## Aim
Can you extract these lines exactly, copying only the part that opens with the line containing "Tag light wash" and closes with the line containing "919, 780, 1008, 841", both included?

..............................

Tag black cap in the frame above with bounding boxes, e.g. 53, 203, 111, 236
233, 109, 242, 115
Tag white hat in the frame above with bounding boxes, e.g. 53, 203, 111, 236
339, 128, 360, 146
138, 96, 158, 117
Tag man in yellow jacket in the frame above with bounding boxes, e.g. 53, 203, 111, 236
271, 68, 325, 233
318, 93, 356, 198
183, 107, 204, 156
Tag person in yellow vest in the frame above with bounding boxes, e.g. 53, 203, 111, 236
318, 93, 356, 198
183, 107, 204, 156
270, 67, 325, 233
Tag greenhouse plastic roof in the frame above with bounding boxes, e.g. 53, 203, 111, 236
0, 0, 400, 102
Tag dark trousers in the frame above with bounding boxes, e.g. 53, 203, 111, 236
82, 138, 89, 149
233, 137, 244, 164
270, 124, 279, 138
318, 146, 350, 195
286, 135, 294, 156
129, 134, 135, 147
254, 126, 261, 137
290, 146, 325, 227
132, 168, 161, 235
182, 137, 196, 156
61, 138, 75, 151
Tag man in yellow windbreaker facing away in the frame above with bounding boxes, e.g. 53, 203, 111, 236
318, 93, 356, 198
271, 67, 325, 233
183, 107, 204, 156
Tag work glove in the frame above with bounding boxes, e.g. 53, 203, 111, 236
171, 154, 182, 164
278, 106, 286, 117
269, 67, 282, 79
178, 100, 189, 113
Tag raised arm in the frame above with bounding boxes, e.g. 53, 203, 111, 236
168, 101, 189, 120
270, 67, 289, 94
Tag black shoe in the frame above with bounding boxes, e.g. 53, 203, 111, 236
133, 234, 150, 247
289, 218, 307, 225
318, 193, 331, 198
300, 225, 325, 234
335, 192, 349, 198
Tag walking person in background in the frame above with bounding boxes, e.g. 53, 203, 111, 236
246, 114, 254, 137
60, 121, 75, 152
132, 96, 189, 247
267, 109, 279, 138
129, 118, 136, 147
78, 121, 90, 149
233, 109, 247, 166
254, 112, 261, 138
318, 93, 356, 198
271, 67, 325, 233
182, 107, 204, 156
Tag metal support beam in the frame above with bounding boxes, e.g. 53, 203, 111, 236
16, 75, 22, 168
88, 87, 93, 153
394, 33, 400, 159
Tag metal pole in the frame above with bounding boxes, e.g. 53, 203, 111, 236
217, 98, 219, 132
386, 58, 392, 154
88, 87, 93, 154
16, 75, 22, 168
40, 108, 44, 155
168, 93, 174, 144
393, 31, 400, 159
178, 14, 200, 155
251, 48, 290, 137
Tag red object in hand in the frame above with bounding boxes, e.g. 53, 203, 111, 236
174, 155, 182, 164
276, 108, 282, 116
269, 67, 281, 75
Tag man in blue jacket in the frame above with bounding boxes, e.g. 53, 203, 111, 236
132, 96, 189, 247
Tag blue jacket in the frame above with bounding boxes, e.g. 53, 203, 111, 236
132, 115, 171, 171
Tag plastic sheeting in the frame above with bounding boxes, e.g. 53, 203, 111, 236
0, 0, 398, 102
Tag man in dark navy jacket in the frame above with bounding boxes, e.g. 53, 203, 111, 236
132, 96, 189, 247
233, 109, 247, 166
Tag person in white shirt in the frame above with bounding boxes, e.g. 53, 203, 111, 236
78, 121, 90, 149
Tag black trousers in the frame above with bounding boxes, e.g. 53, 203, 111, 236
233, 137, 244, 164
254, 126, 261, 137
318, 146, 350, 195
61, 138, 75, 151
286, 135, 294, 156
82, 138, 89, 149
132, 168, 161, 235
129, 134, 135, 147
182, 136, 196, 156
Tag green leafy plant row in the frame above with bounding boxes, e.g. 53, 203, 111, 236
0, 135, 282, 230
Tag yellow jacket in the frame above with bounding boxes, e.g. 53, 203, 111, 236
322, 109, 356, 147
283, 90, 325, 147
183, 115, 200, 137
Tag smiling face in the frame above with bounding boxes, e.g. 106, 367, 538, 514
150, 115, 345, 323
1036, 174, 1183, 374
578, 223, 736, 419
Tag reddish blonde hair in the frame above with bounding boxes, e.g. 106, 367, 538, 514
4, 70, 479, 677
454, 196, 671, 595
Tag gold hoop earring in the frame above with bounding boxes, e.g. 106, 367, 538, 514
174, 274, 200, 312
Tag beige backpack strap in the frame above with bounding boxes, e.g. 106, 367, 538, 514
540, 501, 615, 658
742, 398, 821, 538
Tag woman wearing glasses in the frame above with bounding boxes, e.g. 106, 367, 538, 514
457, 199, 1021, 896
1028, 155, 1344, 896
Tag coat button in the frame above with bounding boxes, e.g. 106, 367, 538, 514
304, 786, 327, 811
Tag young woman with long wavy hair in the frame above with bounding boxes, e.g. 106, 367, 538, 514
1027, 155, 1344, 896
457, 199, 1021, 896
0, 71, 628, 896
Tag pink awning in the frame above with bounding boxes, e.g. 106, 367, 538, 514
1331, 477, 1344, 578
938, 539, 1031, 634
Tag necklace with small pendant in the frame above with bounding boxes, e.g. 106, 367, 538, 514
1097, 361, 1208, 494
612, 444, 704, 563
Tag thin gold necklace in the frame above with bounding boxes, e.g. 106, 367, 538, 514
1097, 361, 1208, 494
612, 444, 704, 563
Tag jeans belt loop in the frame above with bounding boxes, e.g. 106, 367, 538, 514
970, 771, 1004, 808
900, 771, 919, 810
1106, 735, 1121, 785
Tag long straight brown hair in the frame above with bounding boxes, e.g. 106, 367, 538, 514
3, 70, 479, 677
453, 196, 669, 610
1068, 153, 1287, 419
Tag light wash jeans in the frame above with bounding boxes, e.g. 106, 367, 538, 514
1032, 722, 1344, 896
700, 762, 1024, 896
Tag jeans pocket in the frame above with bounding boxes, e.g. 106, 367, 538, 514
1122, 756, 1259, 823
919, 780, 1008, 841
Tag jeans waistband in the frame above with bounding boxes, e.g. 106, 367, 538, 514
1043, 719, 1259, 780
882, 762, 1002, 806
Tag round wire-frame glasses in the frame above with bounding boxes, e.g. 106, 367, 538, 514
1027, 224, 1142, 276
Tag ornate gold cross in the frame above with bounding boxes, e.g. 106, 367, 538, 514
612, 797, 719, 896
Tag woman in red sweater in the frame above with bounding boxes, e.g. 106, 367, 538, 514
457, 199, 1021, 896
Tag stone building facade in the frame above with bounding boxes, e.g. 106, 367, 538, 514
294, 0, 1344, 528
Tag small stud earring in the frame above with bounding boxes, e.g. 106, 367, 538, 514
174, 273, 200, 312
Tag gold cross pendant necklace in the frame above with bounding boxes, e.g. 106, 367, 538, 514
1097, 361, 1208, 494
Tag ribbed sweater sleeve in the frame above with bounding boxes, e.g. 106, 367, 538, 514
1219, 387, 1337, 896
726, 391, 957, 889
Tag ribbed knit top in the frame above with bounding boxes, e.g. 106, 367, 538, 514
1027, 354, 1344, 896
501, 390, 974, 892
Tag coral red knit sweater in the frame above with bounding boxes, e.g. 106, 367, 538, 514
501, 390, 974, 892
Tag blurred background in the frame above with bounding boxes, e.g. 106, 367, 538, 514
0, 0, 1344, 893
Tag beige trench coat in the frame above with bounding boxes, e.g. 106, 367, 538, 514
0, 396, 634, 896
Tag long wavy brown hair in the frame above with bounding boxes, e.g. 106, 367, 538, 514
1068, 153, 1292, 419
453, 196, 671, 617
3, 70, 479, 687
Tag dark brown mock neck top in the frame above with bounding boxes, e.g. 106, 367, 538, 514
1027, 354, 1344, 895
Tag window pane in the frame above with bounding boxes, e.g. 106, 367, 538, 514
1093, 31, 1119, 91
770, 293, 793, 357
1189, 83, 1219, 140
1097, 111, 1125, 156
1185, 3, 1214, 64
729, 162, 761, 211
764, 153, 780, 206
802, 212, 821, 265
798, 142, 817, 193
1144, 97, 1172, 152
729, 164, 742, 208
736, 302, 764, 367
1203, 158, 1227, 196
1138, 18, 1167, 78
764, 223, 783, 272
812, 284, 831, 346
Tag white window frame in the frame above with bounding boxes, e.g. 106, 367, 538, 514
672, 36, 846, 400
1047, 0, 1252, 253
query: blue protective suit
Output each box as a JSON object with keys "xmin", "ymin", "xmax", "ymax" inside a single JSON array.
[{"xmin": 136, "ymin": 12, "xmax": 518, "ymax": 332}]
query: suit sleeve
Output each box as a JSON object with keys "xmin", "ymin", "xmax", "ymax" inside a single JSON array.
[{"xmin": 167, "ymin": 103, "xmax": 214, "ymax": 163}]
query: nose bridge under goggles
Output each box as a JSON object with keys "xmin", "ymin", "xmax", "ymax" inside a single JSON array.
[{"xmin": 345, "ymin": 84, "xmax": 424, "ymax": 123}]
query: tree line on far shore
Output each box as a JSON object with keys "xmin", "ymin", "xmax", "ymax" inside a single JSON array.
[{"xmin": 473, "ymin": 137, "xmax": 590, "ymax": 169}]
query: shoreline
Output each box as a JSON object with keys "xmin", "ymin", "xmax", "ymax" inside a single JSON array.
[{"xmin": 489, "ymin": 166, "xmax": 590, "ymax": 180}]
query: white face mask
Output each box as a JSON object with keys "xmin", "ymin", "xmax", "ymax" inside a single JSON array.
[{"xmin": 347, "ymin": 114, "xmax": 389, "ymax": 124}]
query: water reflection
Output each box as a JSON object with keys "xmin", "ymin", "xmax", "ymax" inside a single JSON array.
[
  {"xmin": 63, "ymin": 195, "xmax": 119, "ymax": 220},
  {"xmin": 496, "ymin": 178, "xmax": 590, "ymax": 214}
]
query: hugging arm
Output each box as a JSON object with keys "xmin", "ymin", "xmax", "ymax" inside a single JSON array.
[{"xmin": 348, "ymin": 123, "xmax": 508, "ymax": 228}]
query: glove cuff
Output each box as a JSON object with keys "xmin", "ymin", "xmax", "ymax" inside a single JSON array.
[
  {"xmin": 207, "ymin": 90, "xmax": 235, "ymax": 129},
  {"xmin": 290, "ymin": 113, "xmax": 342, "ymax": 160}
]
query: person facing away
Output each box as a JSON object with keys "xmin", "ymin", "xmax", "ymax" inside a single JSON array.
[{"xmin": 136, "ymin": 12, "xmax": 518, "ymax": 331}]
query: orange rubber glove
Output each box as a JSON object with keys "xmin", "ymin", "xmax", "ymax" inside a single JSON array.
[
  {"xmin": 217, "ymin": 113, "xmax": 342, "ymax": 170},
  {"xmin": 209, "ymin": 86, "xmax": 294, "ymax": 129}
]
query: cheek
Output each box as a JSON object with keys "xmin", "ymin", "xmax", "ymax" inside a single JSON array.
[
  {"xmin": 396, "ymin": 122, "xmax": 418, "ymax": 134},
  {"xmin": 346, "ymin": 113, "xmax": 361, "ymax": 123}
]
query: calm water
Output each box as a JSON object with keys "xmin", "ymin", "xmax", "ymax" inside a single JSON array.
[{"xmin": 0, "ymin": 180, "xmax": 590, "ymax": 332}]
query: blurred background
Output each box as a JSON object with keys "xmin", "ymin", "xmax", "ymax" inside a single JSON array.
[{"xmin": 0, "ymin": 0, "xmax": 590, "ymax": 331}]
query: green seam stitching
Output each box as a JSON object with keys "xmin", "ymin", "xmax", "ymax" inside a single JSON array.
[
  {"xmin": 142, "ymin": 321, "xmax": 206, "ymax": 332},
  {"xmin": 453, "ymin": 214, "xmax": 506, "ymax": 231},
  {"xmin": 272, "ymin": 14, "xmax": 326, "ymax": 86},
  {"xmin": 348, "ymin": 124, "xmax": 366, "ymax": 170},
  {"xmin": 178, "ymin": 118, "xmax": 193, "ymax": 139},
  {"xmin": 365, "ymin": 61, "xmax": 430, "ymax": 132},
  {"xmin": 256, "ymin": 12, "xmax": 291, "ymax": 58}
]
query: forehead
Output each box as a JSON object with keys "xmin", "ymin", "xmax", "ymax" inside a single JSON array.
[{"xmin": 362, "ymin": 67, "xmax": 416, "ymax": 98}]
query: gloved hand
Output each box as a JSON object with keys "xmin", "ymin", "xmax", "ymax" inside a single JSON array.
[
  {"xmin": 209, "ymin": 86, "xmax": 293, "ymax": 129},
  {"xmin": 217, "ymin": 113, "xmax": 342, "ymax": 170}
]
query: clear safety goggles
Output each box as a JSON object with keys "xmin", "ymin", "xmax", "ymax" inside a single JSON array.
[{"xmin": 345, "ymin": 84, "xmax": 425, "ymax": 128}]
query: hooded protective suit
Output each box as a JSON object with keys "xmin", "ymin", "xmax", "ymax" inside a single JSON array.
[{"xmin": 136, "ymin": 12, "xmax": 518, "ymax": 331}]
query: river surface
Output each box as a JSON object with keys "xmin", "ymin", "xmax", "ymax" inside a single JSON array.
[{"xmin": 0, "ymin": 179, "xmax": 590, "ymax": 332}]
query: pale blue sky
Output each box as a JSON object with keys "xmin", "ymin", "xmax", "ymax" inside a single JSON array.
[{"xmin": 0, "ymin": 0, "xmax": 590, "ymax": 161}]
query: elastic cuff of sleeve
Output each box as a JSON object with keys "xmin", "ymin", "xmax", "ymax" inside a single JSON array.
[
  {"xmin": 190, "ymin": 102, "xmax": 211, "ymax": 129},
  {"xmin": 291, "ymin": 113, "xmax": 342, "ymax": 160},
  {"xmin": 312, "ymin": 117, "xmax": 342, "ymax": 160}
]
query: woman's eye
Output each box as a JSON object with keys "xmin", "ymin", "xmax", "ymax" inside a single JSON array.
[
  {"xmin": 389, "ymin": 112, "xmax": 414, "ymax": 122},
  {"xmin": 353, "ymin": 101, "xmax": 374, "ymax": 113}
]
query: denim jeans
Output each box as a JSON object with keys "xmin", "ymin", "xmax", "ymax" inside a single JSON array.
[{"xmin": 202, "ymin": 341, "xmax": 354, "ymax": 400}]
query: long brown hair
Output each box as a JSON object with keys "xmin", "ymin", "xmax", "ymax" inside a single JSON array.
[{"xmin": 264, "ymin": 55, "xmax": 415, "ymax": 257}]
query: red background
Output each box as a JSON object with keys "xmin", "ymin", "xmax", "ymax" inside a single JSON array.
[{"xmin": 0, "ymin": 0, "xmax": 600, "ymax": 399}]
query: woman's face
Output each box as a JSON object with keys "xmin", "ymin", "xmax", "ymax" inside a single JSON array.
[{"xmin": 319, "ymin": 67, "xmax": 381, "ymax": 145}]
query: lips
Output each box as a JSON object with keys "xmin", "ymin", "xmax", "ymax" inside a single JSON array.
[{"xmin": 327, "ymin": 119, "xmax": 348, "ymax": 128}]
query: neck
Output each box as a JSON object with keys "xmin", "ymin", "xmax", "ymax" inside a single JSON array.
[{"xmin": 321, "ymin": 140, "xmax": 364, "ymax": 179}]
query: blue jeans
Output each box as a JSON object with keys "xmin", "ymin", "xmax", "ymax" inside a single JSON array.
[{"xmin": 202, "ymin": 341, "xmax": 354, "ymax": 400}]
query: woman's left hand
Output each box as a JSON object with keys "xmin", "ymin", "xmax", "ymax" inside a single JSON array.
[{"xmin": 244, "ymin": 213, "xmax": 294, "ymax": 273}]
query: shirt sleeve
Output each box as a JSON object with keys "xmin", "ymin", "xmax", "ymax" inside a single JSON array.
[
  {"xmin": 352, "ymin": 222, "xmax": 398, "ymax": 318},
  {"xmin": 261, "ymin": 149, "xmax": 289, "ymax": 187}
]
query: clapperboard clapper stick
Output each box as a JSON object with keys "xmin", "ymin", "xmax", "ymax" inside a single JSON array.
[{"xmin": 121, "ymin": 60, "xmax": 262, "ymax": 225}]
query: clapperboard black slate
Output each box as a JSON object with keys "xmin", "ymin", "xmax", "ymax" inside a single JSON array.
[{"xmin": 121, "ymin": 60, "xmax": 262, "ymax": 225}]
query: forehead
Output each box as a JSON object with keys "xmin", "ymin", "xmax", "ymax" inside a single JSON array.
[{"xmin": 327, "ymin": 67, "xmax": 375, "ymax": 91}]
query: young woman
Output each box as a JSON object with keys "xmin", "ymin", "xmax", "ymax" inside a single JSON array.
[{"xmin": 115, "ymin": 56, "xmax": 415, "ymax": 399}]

..............................

## Result below
Tag light wash jeans in the frame above with bounding boxes, e.g. 106, 367, 538, 514
1032, 722, 1344, 896
700, 762, 1024, 896
Tag jeans pocket in the frame above with bounding boxes, e.g. 106, 367, 538, 514
1122, 756, 1259, 823
919, 780, 1008, 841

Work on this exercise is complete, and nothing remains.